■ **PROVIDED TEXT**:
I wish I were smarter. The change in the exchange rate....I don't see how that affects the price of lettuce down at the corner market. If someone outside the country needs pesos to purchase this lettuce.....he will pay more for the pesos.....but the owner of the store on the corner....he does not know or care about the conversion rate. And the other guy I know, Argentinian, who buys dollars to save with.....how much of a premium he will pay over the official rate, that is a function of the availability of dollars with this government....and nothing else. There is no formula to know the premium of the blue peso....period. Is there any reason to feel safer in the local currency? not yet. Will it ever be safer than now....that is just a prayer at this point. So to me...that new official conversion rate....doesn't change anything until there might be some kind of change in demand for dollars. The local price of the lettuce is the same today as it was yesterday and will be tomorrow.
- There is no formula to know the premium of the blue peso
The Blue, MEP, Dolar Cripto, CCL, etc are all around the same rate because that's the market equilibrium where supply and demand meet for USD/ARS.
- Is there any reason to feel safer in the local currency?
No. The dollar with all it's flaws has proven to be a much better store of value than the peso or almost any other currency.

(Records in a dataset)
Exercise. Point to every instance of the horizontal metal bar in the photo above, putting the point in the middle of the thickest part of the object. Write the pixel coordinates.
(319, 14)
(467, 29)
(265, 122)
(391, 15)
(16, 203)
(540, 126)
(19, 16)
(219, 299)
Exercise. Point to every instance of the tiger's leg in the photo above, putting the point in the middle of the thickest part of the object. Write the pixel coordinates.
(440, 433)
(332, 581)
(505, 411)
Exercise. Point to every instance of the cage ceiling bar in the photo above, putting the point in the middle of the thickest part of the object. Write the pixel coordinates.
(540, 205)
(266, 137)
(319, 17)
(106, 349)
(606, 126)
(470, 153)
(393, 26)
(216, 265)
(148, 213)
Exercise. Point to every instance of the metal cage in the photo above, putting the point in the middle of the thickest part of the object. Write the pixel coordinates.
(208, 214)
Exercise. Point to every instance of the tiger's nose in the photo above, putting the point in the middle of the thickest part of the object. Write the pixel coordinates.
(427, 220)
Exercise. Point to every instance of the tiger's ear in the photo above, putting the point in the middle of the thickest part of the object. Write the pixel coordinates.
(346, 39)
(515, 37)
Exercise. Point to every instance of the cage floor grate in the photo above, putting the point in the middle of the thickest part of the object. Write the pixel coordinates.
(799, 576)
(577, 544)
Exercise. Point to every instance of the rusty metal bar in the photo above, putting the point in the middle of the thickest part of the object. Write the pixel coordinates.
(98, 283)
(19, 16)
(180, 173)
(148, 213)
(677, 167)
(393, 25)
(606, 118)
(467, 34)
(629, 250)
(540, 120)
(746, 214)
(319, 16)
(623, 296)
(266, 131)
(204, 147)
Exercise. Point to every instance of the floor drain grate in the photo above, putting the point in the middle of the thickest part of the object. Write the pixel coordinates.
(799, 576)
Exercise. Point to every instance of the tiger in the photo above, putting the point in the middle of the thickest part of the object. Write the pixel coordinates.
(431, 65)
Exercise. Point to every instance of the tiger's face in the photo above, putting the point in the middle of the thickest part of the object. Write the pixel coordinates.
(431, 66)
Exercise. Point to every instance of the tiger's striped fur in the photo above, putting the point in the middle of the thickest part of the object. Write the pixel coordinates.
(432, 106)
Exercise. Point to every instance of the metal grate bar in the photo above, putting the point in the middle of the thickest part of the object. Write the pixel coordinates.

■ **INSTRUCTIONS**:
(a) Which rates does the peso discussion say are all around the same rate?
(b) Rewrite everything in the peso discussion from "- There is no" down to "meet for USD/ARS.", replacing "market equilibrium" with "exchange equilibrium".

■ **RESULTS OF THE EXERCISE**:
(a) The Blue, MEP, Dolar Cripto and CCL.

(b)
- There is no formula to know the premium of the blue peso
The Blue, MEP, Dolar Cripto, CCL, etc are all around the same rate because that's the exchange equilibrium where supply and demand meet for USD/ARS.